--- Start of STORED DATA ---

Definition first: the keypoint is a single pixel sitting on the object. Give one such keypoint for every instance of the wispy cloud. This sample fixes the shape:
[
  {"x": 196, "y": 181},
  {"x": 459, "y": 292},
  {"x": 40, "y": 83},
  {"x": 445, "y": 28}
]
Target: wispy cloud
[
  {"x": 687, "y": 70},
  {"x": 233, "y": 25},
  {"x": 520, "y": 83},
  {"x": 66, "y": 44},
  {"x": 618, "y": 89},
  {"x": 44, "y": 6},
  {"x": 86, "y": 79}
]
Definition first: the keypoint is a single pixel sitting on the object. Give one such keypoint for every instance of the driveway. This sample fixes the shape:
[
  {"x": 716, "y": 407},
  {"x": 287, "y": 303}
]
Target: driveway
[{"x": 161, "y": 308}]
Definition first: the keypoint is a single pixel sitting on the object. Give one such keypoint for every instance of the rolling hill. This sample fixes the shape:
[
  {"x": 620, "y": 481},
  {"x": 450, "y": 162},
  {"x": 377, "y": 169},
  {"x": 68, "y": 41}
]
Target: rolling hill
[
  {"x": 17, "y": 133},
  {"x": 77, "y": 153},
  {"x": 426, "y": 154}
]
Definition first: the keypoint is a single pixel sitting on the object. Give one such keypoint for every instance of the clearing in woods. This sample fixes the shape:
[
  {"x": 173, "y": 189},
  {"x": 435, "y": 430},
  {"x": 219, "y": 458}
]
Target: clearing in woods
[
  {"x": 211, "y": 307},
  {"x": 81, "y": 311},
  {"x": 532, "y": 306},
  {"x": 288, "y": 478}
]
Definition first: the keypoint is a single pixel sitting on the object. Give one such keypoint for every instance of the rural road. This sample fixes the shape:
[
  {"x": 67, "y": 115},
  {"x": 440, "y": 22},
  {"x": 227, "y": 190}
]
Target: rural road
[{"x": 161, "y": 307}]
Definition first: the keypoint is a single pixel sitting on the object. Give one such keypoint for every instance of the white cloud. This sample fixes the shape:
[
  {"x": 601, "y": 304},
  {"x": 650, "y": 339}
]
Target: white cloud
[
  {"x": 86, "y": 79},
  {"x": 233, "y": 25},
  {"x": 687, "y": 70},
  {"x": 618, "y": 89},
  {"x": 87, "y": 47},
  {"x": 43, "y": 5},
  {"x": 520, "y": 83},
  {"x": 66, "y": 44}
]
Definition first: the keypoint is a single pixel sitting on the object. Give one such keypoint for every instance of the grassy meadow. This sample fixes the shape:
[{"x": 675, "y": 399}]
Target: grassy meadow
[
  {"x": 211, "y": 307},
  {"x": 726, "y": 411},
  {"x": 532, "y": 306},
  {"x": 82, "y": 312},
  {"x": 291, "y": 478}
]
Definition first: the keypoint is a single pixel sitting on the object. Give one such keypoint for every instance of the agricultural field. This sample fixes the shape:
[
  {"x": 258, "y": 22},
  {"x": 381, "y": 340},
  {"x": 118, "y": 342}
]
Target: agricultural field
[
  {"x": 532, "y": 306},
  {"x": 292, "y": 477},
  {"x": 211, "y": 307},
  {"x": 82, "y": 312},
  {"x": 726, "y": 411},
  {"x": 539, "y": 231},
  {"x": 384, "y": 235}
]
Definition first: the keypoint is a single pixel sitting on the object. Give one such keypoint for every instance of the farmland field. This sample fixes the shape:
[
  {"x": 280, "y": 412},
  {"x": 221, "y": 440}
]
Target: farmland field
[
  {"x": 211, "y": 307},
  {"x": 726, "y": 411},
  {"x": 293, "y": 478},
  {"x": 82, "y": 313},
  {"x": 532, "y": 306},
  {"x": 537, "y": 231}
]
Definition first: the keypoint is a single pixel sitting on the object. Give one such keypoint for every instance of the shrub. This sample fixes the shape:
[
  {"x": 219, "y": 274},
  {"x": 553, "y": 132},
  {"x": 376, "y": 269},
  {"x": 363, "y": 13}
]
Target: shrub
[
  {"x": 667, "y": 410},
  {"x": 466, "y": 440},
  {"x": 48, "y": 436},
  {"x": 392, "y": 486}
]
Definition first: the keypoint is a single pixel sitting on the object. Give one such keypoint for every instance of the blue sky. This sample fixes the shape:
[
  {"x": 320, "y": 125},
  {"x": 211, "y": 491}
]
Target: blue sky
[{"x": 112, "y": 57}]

--- End of STORED DATA ---

Return, unchanged, each line from the line containing "of the farmland" through the last line of the material.

**TASK ANSWER**
Definition first: the keypoint is a single pixel sitting on the object. Give one such keypoint for every instance of the farmland field. This sample fixes the shape:
[
  {"x": 280, "y": 412},
  {"x": 221, "y": 440}
]
Target: farmland field
[
  {"x": 211, "y": 307},
  {"x": 726, "y": 411},
  {"x": 293, "y": 478},
  {"x": 82, "y": 313},
  {"x": 532, "y": 306},
  {"x": 537, "y": 231}
]
Definition first: the keypoint is a single pixel sitting on the object. Give one such keypoint for every instance of the shrub. This sample fixes the shape:
[
  {"x": 219, "y": 274},
  {"x": 553, "y": 132},
  {"x": 376, "y": 269},
  {"x": 363, "y": 13}
]
Target: shrub
[
  {"x": 667, "y": 410},
  {"x": 466, "y": 440},
  {"x": 48, "y": 436},
  {"x": 392, "y": 486}
]
Definition first: the keypoint is a single pixel sitting on the object. Give one such keypoint for every instance of the blue sky. This sample fixes the shape:
[
  {"x": 320, "y": 125},
  {"x": 211, "y": 491}
]
Target: blue sky
[{"x": 112, "y": 57}]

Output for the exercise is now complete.